Отрывок>

Завершая рассмотрение проблематики данной главы, следует сделать два основных вывода, важных для понимания дальнейшей логики развития русской общественно-государственной жизни и отечественной политической культуры.
Первый вывод состоит в том, что московская общественно-государственная система обладала многими принципиальными достоинствами, ибо была рождена не из недр политической теории, а как бы самой жизнью, под влиянием православной веры, национальной русской духовности и обстоятельств тяжелой круговой борьбы нашего народа за его политическую независимость. Эффективно соединяя царское самодержавие и земское самоуправление, силы самоорганизованных нации и Церкви, зажимая бюрократический аппарат между надзором верховной власти и контролем земского общества (органически связанного с царской властью как общим православно-национальным сознанием верхов и низов, так и системой челобитных) Московская Русь успешно разрешила все основные вопросы своего политического бытия. Очевидно, при неэффективном общественно-государственном строе Россия не сумела бы разгромить исторических противников и распространить свое государственное пространство с 2 млн. 225 тыс. кв. км. в год смерти Ивана III (1505) до 15 млн. 500 тыс. кв. км. ко времени царствования Петра I.
Что же касается весьма распространенных в либеральной историографии представлений об особой жестокости русского самодержавия сравнительно с западной государственной практикой, то вряд ли эти оценочные суждения заслуживают серьезного отношения. Реальные факты свидетельствуют скорее об обратном. К примеру, если Иван Грозный за время опричного террора уничтожил 3 – 4 тыс. человек, то только за одну Варфоломеевскую ночь было убито более 3 тыс. гугенотов. Причем Грозный глубоко каялся даже за политически оправданное уничтожение противников самодержавия и сторонников боярской олигархии, всячески стремясь обеспечить их поминовение в церквах и монастырях, Папа же Римский благословил кровопролитие во Франции, иллюминировав Рим, а также велел выбить медаль для французского короля в честь этого кровавого события. В Англии времен Генриха VIII было повешено 72 тыс. соотечественников (согнанных с земли во время «огораживания») за бродяжничество, а в Нидерландах с 1547 по 1584 г. было убито испанцами до 1000 тыс. человек. В общем, в Европе времен Ивана Грозного, как подытоживает все вышеприведенные факты в одной из своих книг В.В. Кожинов, было казнено не менее 300-400 тысяч [1].
Осмысливая приведенные данные, мы должны понимать, что, в отличие королей плотно населенной Европы, где всегда оказывалось мало земель и много «лишних ртов», русские правители действовали в условиях обширных пространств и слабой плотности населения. Даже при грубых нравах эпохи они никак не могли позволить себе пренебрежения жизнью подданных и должны были всячески укреплять прямые связи верховной власти и нации. Православная же нравственная культура, объединявшая в Московской Руси верхи и низы, не только не способствовала жесткости политического строя, но, наоборот, смягчала бесчеловечные влияния времени и порождала известную неприязненностью к задачам волевой организации мира, требующей отчужденного принуждения людей. Трудно сомневаться, что довольно «женственные» качества терпеливости, смиренности, пассивной созерцательности стали в существенной мере традиционными национальными особенностями русского человека, при сравнительной слабости мужественных, интеллектуально-волевых начал в его складе характера и типе сознания.

Задание 1>
Выведите без изменений записи с самого начала и до строки, содержащей «33,106 -> 37,115», включая обе границы.
Задание 2>
Допишите отрывок о Московской Руси, продолжив его после последнего предложения.

Исходные данные>
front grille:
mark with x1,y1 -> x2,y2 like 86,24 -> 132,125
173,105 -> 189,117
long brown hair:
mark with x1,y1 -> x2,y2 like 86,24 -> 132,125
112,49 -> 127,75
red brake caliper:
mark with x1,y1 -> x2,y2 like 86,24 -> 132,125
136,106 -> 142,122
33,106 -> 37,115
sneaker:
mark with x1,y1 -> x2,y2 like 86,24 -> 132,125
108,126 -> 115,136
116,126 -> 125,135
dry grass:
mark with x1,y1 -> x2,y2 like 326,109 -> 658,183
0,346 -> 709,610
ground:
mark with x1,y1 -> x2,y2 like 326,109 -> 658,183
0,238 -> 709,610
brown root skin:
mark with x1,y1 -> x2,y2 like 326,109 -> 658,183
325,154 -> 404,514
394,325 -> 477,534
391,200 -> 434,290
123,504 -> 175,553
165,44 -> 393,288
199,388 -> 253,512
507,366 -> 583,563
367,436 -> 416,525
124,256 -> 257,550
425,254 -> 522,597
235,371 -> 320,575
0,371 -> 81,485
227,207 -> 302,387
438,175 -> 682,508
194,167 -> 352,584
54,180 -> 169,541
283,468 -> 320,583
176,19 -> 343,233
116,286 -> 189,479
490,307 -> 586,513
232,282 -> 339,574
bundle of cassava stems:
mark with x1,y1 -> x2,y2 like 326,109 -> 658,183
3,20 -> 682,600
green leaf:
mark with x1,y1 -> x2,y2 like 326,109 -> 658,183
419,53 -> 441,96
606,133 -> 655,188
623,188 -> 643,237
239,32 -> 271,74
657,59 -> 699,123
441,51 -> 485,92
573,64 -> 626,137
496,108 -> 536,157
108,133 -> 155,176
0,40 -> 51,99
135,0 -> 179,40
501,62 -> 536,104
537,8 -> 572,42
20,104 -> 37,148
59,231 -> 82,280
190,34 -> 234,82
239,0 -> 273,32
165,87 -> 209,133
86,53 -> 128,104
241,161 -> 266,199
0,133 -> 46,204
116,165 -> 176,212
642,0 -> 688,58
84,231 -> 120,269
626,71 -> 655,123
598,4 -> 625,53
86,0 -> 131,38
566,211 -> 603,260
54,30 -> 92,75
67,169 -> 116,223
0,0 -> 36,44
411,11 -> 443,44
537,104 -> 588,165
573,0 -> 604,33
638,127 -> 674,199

Результат 1>
front grille:
mark with x1,y1 -> x2,y2 like 86,24 -> 132,125
173,105 -> 189,117
long brown hair:
mark with x1,y1 -> x2,y2 like 86,24 -> 132,125
112,49 -> 127,75
red brake caliper:
mark with x1,y1 -> x2,y2 like 86,24 -> 132,125
136,106 -> 142,122
33,106 -> 37,115

Результат 2>
Не случайно ни один царь в истории Русской Церкви на удостоился канонизации за свое государственное служение. Можно вести речь даже о недооценке начала власти и национально-государственного авторитета в русском традиционном сознании. Во всяком случае, осмысливая специфику древне-московского мировоззрения, М.Б. Плюханова в своем исследовании русской сакральной символики делает вывод, что мужественная греческая модель властного правителя и жизнеустроителя с крестом в правой руке вызвала сопротивление на Руси и не была по-настоящему усвоена. Соответственно, ни святость царского служения, ни византийский сакральный символ его – крест Константинов – не нашли себе места среди русских национально-православных святынь. Московское миросозерцание отличалось явственным неравновесием в почитании общераспространенных христианских символов. А именно, национальное целое было организовано в московскую эпоху преимущественно символами ограды, защиты. «Символы победы, активных мироустраивающих христианских сил или слабы, или оказывают какое-то непредусмотренное, искаженное воздействие» [2].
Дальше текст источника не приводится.